:: Task to carry out ::
Using the entries that follow, report how many lines contain the word "form". Only the number is wanted.

:: Material for this task ::
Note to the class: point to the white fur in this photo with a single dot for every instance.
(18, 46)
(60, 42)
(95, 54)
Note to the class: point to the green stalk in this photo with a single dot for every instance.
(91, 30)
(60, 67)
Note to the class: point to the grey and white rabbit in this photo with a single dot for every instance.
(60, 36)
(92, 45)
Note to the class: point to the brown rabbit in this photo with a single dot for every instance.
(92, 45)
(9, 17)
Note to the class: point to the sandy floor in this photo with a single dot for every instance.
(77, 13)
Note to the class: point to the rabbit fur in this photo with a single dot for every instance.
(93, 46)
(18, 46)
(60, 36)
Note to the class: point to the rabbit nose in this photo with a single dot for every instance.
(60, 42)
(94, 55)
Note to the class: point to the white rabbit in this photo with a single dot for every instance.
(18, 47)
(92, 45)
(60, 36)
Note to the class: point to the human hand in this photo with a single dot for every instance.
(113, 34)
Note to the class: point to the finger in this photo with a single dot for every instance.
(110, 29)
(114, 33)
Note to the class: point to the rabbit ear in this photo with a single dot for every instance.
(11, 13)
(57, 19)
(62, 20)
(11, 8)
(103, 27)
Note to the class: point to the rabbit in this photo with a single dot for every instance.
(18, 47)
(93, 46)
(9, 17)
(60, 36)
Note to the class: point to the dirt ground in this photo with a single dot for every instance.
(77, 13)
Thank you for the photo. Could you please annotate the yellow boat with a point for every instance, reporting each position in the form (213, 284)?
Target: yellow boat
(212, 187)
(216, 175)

--

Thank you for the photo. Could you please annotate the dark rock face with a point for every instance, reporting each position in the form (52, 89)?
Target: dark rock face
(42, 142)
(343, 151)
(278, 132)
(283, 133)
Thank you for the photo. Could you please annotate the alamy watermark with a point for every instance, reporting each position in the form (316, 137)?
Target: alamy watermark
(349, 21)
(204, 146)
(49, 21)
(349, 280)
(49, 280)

:: Solution below ::
3